Exercise ->
Every line from the one that contains "The pointer SHOULD return, for each instance of the treble" to the end of the material below should be output exactly, with both ends included and nothing else.

Working data ->
----
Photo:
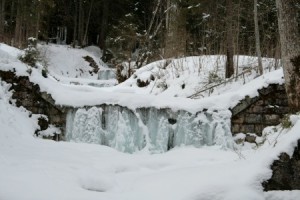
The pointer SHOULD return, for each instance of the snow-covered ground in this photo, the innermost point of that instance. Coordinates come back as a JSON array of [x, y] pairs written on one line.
[[186, 76], [35, 169]]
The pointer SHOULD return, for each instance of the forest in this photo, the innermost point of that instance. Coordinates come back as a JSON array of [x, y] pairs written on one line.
[[129, 28]]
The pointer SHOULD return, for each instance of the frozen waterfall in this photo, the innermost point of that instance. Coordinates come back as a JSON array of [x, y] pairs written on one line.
[[157, 130]]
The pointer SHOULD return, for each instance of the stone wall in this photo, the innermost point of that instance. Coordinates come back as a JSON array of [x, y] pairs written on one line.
[[252, 115], [286, 172], [29, 96]]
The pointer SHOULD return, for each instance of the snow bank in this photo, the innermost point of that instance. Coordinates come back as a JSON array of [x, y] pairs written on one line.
[[34, 169]]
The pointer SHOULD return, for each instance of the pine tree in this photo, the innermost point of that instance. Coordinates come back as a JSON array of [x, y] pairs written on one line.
[[290, 49]]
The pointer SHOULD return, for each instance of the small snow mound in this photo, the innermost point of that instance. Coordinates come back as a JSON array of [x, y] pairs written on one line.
[[97, 181], [96, 51]]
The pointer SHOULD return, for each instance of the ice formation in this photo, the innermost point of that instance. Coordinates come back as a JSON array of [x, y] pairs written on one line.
[[158, 130], [106, 74]]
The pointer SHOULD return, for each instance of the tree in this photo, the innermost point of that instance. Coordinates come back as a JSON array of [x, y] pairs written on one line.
[[290, 49], [257, 39], [229, 40], [175, 30]]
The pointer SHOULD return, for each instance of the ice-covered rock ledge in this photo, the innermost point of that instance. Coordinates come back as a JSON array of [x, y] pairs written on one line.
[[149, 129]]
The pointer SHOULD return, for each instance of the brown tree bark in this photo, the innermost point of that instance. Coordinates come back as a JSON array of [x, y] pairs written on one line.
[[103, 31], [2, 18], [176, 31], [75, 24], [257, 39], [229, 71], [290, 49]]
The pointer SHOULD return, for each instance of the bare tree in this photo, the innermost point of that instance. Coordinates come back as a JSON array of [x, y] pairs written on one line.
[[176, 30], [229, 40], [2, 17], [257, 39], [290, 49]]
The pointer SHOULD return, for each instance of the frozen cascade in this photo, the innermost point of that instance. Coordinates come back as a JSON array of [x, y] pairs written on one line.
[[158, 130], [106, 74]]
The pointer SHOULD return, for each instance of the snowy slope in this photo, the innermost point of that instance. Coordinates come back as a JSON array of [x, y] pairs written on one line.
[[185, 76], [65, 93], [35, 169], [68, 65]]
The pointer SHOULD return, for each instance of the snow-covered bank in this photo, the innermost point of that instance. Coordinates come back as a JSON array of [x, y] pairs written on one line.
[[82, 95], [34, 169]]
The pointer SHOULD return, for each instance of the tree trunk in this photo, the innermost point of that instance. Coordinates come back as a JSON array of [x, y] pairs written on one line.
[[229, 71], [290, 49], [102, 37], [176, 31], [87, 24], [2, 18], [75, 24], [80, 23], [257, 39]]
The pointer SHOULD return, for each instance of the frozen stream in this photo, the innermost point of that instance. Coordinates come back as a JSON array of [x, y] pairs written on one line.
[[156, 130]]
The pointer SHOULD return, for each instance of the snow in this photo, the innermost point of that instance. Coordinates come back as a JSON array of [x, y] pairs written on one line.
[[82, 94], [34, 169]]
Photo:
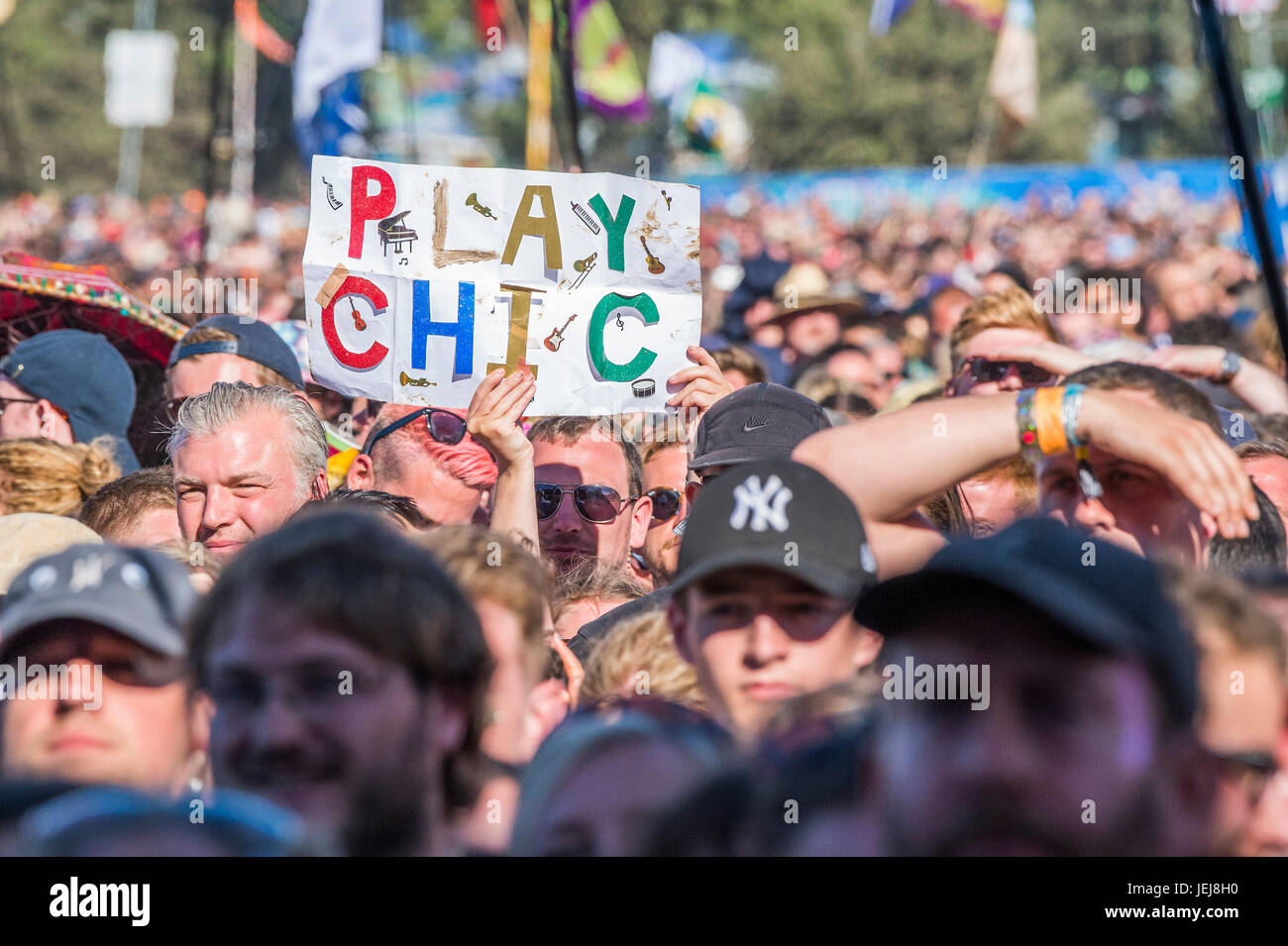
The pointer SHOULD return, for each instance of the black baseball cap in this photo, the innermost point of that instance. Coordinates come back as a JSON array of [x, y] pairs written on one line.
[[256, 341], [756, 422], [781, 515], [1104, 596], [138, 592], [82, 374]]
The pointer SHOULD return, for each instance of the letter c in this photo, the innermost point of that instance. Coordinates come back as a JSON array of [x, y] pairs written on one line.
[[357, 361]]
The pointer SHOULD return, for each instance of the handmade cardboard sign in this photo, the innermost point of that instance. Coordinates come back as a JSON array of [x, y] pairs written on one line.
[[419, 280]]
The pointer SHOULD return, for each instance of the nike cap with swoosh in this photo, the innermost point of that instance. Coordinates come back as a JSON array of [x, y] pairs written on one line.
[[761, 421]]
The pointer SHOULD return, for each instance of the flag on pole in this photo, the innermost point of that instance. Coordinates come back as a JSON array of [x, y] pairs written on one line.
[[887, 13], [540, 26], [608, 77], [987, 12], [1013, 81], [340, 37]]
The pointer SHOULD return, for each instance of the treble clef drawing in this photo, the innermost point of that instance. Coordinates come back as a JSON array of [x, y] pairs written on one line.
[[330, 196]]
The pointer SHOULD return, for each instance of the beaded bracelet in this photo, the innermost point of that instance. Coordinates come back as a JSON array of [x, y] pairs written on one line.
[[1025, 422], [1047, 403], [1069, 409]]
----
Written response ->
The pointer SHOULD return, for each instance of the treble clef drawing in this photo, the innermost point of that instance. Coordinates come back as a JSON array of [x, y] pairs written on one line.
[[330, 196]]
The pointer SHOULD return, for each instance of the beaded bracelet in this photo, the innermost point of that instance. Coordinates come back as a JSON array of [x, y] pairs written on one line.
[[1025, 422], [1047, 403], [1069, 409]]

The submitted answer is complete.